Objective =>
Print the line containing "dress shirt in the photo above." and each line after it through the end, please, with nothing added.

Input records =>
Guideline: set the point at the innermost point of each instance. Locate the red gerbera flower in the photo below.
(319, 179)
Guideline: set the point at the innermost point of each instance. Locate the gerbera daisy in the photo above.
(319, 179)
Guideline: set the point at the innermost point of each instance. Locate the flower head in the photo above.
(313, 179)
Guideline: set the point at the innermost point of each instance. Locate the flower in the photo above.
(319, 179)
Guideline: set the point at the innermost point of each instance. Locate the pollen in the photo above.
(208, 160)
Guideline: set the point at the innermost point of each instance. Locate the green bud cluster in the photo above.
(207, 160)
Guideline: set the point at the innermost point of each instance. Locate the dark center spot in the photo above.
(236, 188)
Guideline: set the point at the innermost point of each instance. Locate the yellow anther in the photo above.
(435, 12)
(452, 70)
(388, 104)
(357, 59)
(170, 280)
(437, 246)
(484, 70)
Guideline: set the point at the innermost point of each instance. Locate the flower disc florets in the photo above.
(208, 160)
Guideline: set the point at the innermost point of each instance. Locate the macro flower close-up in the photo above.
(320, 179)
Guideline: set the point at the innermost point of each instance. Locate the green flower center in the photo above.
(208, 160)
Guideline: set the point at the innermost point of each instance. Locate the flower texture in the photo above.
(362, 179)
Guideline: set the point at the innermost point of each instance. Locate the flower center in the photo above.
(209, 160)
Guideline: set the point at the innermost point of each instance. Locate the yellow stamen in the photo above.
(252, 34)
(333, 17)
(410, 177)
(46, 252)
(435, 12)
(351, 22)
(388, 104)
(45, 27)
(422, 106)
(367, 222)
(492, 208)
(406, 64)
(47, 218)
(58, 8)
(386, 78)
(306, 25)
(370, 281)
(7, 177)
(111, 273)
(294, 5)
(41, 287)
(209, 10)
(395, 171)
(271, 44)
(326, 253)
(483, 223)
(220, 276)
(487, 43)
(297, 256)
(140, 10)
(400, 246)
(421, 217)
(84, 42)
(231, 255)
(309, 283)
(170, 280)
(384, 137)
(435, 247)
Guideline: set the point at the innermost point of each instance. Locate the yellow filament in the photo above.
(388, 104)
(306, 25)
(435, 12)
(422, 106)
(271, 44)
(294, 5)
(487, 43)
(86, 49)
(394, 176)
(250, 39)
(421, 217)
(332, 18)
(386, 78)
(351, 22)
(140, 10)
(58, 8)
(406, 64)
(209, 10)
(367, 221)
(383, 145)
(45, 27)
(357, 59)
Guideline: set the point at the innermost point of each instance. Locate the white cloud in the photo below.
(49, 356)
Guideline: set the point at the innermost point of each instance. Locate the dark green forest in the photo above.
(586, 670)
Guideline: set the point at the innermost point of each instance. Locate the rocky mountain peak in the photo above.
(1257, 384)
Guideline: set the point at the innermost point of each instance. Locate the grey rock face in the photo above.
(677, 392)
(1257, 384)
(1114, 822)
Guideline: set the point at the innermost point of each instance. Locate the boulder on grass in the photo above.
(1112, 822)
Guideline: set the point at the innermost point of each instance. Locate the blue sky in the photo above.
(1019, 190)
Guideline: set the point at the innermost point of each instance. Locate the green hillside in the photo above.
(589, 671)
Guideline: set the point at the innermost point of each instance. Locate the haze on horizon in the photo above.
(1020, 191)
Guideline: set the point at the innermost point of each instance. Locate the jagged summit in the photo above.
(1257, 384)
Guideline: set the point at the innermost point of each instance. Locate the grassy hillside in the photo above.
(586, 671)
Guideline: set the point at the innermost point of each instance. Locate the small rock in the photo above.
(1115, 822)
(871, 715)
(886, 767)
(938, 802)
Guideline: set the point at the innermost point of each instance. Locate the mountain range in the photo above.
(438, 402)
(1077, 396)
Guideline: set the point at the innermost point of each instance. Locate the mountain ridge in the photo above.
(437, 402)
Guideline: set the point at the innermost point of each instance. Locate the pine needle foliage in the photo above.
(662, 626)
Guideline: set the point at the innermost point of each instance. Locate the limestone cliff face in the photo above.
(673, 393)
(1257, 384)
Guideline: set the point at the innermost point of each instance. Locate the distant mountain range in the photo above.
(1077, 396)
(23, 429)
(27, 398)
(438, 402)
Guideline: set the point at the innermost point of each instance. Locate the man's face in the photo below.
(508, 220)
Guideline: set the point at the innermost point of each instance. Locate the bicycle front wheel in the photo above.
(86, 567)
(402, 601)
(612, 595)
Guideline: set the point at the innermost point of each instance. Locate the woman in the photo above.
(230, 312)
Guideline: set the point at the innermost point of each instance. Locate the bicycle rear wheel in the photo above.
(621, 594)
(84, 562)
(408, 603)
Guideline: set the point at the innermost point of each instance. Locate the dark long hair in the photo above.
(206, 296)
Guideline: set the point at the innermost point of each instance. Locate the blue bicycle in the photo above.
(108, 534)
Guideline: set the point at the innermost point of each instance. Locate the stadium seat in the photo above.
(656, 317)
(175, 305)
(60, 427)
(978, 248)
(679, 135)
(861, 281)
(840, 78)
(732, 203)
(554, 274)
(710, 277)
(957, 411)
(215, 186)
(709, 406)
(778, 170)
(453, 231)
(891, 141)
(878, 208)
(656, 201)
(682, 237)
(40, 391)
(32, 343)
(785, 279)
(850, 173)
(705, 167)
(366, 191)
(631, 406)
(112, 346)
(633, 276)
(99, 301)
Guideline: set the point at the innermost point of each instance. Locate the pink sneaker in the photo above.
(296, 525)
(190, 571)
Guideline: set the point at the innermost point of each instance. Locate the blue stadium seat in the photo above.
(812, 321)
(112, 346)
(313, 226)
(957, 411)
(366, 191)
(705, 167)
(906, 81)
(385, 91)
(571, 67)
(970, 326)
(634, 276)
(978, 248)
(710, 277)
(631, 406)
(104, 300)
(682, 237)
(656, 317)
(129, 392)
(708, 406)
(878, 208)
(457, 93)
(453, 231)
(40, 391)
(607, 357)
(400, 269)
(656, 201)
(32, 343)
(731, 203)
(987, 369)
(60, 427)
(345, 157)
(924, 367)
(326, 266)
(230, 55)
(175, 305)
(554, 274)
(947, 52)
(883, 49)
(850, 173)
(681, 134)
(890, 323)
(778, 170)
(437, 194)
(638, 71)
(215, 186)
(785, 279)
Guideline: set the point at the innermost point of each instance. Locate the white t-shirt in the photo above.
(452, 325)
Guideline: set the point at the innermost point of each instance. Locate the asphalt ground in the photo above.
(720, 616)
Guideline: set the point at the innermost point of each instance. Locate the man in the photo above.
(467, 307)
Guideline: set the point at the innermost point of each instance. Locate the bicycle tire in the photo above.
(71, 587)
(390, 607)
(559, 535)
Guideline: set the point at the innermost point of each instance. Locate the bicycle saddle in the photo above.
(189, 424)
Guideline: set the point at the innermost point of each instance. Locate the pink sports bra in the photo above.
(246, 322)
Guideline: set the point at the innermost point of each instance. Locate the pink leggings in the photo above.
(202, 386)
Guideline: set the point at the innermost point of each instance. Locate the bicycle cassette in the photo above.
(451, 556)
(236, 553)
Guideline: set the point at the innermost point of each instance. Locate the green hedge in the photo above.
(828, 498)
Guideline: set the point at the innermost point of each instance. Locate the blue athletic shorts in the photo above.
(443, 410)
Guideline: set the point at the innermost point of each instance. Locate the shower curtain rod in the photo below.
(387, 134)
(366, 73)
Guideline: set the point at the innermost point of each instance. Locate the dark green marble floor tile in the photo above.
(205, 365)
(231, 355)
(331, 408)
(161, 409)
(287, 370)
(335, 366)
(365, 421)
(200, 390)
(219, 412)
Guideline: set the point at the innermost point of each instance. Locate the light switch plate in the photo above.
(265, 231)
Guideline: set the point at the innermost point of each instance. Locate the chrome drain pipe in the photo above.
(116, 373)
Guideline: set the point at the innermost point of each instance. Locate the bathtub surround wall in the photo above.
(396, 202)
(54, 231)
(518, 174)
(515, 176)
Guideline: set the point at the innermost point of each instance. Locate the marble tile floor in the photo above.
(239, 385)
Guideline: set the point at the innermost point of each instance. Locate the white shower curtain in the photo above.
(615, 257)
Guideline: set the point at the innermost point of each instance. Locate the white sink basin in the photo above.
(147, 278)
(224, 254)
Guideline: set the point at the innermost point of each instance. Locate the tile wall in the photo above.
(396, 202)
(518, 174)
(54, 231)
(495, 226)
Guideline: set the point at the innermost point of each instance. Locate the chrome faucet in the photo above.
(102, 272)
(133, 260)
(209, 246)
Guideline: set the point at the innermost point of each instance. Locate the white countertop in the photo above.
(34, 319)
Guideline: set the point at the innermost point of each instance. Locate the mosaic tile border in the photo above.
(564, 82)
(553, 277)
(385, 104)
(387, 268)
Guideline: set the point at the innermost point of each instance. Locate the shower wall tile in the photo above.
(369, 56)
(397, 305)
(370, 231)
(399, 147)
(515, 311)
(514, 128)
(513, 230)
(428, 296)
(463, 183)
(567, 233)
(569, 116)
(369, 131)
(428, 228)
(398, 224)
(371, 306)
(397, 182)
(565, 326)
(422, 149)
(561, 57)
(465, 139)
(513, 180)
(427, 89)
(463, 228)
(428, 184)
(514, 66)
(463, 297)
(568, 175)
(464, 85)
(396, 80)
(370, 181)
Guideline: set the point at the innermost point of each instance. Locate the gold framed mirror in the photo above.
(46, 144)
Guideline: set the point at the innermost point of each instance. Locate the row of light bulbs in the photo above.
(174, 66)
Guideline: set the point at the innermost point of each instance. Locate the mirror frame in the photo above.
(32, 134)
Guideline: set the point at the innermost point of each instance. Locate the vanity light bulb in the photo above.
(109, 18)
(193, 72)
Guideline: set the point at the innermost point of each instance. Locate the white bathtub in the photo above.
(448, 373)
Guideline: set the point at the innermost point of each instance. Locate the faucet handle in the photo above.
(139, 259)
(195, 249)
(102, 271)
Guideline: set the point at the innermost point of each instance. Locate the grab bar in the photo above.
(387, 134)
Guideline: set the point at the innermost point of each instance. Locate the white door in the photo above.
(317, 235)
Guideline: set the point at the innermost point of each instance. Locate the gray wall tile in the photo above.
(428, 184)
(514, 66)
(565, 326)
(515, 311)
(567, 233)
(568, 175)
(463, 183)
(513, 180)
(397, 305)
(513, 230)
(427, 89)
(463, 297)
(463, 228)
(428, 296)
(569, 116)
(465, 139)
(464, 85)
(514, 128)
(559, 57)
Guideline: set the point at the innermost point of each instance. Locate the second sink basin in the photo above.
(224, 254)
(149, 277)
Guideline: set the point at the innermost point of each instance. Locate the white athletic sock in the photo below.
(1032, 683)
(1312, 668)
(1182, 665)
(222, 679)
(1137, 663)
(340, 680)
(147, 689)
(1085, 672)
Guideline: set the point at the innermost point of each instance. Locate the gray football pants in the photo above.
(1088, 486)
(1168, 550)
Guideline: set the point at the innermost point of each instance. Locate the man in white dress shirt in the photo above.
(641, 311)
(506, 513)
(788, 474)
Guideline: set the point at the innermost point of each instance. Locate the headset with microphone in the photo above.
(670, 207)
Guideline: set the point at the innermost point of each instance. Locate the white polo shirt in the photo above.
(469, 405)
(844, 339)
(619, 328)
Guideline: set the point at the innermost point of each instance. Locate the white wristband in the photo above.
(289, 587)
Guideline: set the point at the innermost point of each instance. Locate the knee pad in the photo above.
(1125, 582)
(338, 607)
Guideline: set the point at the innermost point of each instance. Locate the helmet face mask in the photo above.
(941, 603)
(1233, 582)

Solution to this problem =>
Guideline: set the point at the innermost point of each instance. Locate the man in white dress shirt in the photo above.
(641, 311)
(506, 513)
(788, 474)
Guideline: set the point at the innermost point of each instance. Locate the headset with microphone in the photo above.
(670, 207)
Guideline: set the point at the innermost point of each instance. Locate the white polo shirt in the photo above.
(469, 405)
(844, 339)
(619, 328)
Guideline: set the point at the innermost point of each instance. Locate the white wristband in the photo above.
(289, 587)
Guideline: set the point at the innermost point of each instance. Locate the knee pad in the photo above.
(1125, 582)
(338, 607)
Guideline: set the point at the innermost point of each instance. Locate the helmet face mask in the photo above.
(941, 603)
(1233, 582)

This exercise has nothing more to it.